==== EXTRAIT FOURNI ====
Perspectives

Cent ans après l’assassinat de Rosa Luxemburg et Karl Liebknecht

Aujourd’hui, marque le centenaire de l’un des crimes les plus horribles et les plus graves de l’histoire mondiale. Le 15 janvier 1919, à Berlin, les soldats du corps franc (Freikorps) de la division de cavalerie de la garde arrêtèrent Rosa Luxemburg et Karl Liebknecht, les deux dirigeants du Parti communiste allemand, fondé deux semaines auparavant. Des soldats les ont transportés à l’hôtel Eden, où ils ont été torturés, avant d’être emmenés et assassinés.

Rosa Luxemburg, 48 ans, comptait parmi les révolutionnaires marxistes les plus remarquables de son époque. Elle s’est fait connaître par ses polémiques virulentes contre le révisionnisme d’Édouard Bernstein et les politiques de guerre des sociaux-démocrates pendant la Première Guerre mondiale, et a été le leader théorique incontesté de l’aile révolutionnaire du SPD, puis de la Ligue Spartacus (Spartakusbundes).
==== MATÉRIEL FOURNI ====
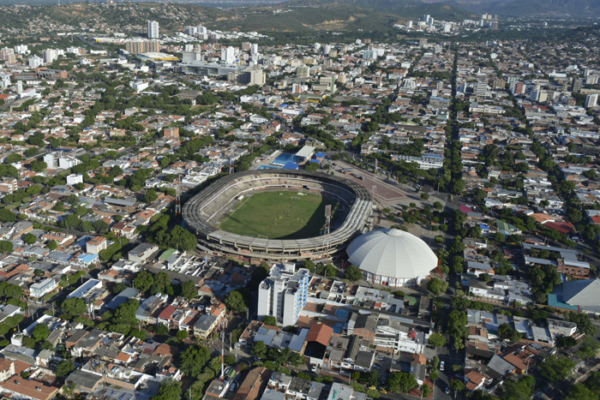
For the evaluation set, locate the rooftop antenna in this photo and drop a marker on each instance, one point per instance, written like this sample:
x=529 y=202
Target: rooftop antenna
x=223 y=327
x=327 y=228
x=177 y=197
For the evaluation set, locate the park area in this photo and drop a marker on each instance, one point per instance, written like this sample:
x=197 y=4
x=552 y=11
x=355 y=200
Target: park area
x=278 y=215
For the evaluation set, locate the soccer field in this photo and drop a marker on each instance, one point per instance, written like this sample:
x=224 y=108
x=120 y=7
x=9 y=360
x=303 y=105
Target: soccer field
x=278 y=215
====
# EXERCICE PROPOSÉ 1
Comment rendre en anglais cette phrase de l'extrait sur l'assassinat de Rosa Luxemburg et Karl Liebknecht : « Rosa Luxemburg, 48 ans, comptait parmi les révolutionnaires marxistes les plus remarquables de son époque. » ?
# EXERCICE PROPOSÉ 2
Poursuivez l'extrait sur l'assassinat de Rosa Luxemburg et Karl Liebknecht à partir de sa dernière phrase.

# RÉPONSE 1
Rosa Luxemburg, 48 years old, was among the most remarkable Marxist revolutionaries of her time.

# RÉPONSE 2
Rosa Luxemburg et Karl Liebknecht

Karl Liebknecht, fils du fondateur du SPD Wilhelm Liebknecht et du même âge que Luxemburg, incarnait l’opposition inconciliable au militarisme et à la guerre. La bravoure et la détermination dont il a fait preuve en se rebellant, en tant que député parlementaire du SPD, contre son propre parti, en rejetant les crédits de guerre et, malgré les persécutions et la répression, en faisant campagne et en se battant contre la guerre – de tels exploits lui ont valu le respect de millions de travailleurs. Dans la Révolution de novembre 1918, il s’est battu pour le renversement du capitalisme. Lors d’une manifestation de masse le 9 novembre, il a proclamé la République socialiste libre d’Allemagne.

La frêle Rosa Luxemburg a été mise à terre à coups de crosse de fusil dans le foyer de l’hôtel Eden, et amenée dans une voiture où elle a été abattue. Son corps a été jeté dans le canal de Landwehr, où il n’a été retrouvé que quelques mois plus tard. Karl Liebknecht a été exécuté par trois coups de feu à bout portant à Tiergarten. Par la suite, la presse a rapporté que Liebknecht a été abattu alors qu’il tentait de fuir et que Luxemburg a été lynché par une foule indignée.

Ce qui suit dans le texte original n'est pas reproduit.